═════ Dataset records
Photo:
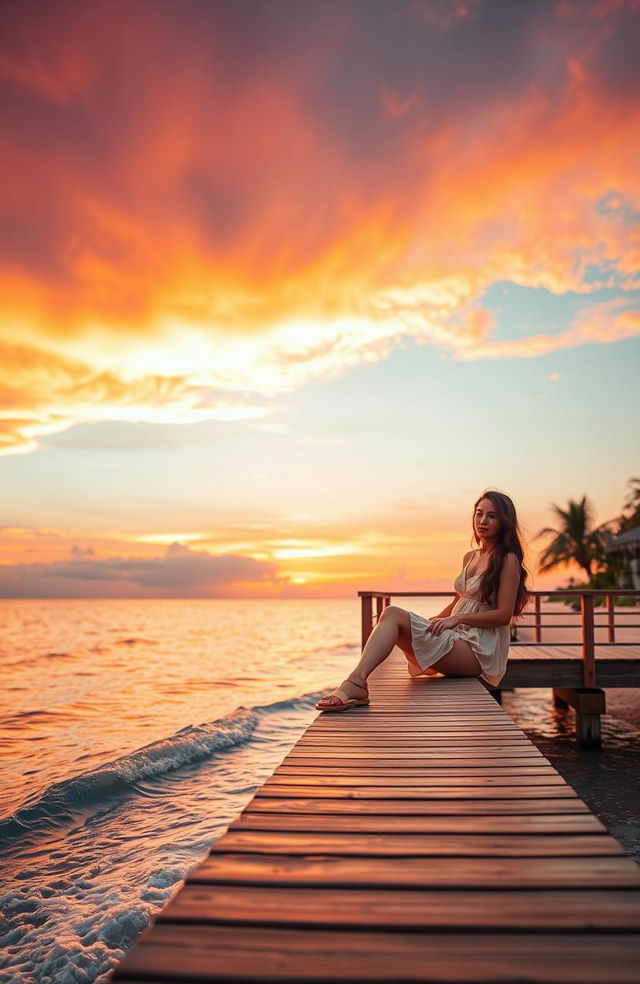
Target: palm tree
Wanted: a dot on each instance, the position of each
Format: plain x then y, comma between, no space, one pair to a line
632,506
576,540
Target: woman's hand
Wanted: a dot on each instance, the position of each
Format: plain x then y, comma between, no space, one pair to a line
438,624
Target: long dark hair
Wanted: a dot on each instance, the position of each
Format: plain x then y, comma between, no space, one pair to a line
509,541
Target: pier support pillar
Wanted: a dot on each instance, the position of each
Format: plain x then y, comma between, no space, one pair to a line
588,703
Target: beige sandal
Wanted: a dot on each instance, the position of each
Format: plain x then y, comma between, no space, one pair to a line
344,697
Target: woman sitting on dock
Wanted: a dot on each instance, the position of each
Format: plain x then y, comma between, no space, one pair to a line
470,637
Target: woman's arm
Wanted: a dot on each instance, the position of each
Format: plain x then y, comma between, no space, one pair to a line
500,615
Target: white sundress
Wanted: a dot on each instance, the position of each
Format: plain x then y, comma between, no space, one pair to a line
490,645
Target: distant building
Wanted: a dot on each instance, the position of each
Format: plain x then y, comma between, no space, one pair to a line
627,546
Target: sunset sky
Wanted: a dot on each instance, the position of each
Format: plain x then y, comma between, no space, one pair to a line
286,284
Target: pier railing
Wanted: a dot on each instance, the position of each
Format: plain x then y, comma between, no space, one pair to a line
587,618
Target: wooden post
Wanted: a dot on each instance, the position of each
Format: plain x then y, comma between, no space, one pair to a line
611,618
558,701
588,704
367,618
588,647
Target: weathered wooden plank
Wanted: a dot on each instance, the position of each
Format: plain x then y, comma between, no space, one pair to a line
397,742
521,823
407,807
451,758
256,954
414,771
420,873
421,782
344,844
424,793
456,912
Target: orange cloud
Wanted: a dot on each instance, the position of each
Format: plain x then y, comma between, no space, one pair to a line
600,324
203,212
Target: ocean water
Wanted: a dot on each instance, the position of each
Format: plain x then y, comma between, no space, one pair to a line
133,732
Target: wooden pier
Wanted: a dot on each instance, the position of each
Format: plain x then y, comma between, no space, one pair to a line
422,838
577,673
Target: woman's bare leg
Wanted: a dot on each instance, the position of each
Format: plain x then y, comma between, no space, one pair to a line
393,628
459,661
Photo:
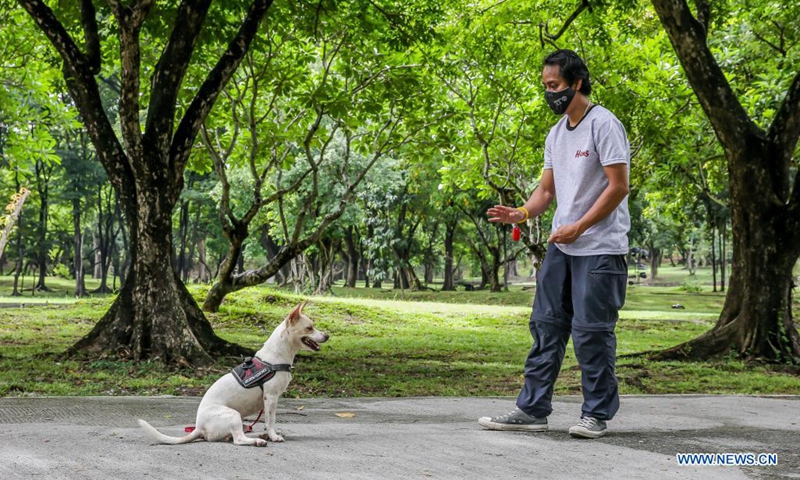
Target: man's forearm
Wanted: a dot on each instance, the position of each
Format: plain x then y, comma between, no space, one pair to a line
611,197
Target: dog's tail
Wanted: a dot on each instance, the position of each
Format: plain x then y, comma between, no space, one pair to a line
161,438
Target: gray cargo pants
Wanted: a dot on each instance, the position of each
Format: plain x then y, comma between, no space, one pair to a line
580,296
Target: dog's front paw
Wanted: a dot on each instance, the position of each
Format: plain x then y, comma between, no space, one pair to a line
272,437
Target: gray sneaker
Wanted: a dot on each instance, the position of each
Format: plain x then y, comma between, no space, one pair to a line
589,427
516,420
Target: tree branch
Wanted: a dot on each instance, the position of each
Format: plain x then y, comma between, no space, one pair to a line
545,36
169,73
785,128
90,35
688,37
85,92
217,79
══════════
- _What to do_
When you repeat the listing, keep it exact and leave the pictures behind.

- _Exercise output_
Photo:
Target: palm tree
Wanted: a dot on each instance, the position of each
Format: plain x then y, comma between, no space, one pair to a line
632,506
576,540
Target: woman's hand
Wanted: a dot on each instance, the position of each
Format: plain x then y, comma between, no space, one pair to a line
438,624
Target: long dark hair
Wanted: a dot on each instance, the position of each
Format: plain x then y, comma between, no space, one pair to a line
509,541
Target: pier support pillar
Wanted: a dot on each instance, the position of each
Format: plain x then y, comma between, no space, one pair to a line
588,703
Target: beige sandal
Wanted: a dot on each instance, the position of each
Format: plain x then y, comma between, no space, one pair to a line
344,697
Target: woman sitting on dock
Wanted: a dot on each instance, the position of each
Format: plain x then y, comma between, no space, one pair to a line
470,637
Target: woman's arm
Wanted: a dot on each instance, the position of each
Format: plain x then y, comma between, no space, one pair to a line
500,615
Target: white sundress
Wanted: a dot on each instance, the position of each
Format: plain x then y, comma between, no space, one pair to a line
490,645
Target: distant building
Wanted: a dot on each instance, the position of each
Format: plain x then y, comma between, no space, one pair to a line
627,546
Target: sunset sky
Wanted: a dot on each instance, the position of each
Format: plain x then y, comma between, no space, one pair to a line
286,284
Target: pier railing
Wanted: a dot on each instance, the position of each
Format: plain x then y, comma between, no space, one pair to a line
587,618
Target: wooden post
Wanted: a dot on each instance, the position of each
Format: plain x then y, comma between, no space, one pair to a line
611,618
558,701
588,704
367,618
588,647
Target: weathered wooden plank
Wanted: a dot on each instance, the position of each
Format: plain x then y, comma between, no space, one pair to a line
397,742
521,823
407,807
451,758
256,954
414,771
420,873
421,782
344,844
424,793
456,912
Target: orange cloud
Wanted: a dot on each instance, the position of each
Format: plain x then y, comma between, no space, one pair to a line
600,324
203,212
Target: ocean water
Wanted: a dot on each instance, the position of each
Format: plain x then y, comma between, no space, one pair to a line
133,732
Target: wooden pier
Wanted: a dot on each instance, the position of each
Format: plain x then y, comma between, no space, one pair to a line
422,838
577,673
Target: woman's bare leg
Wanted: a dot on each instance, the position of each
Format: plain x then y, comma between, no space, one pair to a line
393,628
459,661
Photo:
Target: man's forearm
Wanted: a dot on each instance, the position of each
Format: plain x then y, comma between, no space, one pair to a line
611,197
Target: dog's tail
Wanted: a dot on each instance, the position of each
Format: plain x then y, comma between, no space, one pair to a line
161,438
Target: gray cargo pants
Wanted: a dot on each instance, the position of each
Format: plain x then y, comma between, no space, one pair to a line
580,296
Target: dog's front paw
Wanted: a dot on each instance, the position of each
Format: plain x then y, comma between, no space, one pair to a line
272,437
Target: gray sneaker
Wanted: a dot on each instance, the position of each
Format: plain x then y, comma between, no space, one pair to a line
589,427
516,420
Target: tree branch
Wanted: a dot on each instance, the position of each
Format: plain x then y, comma between, no space, one pair to a line
545,36
169,73
785,128
90,35
688,37
85,92
217,79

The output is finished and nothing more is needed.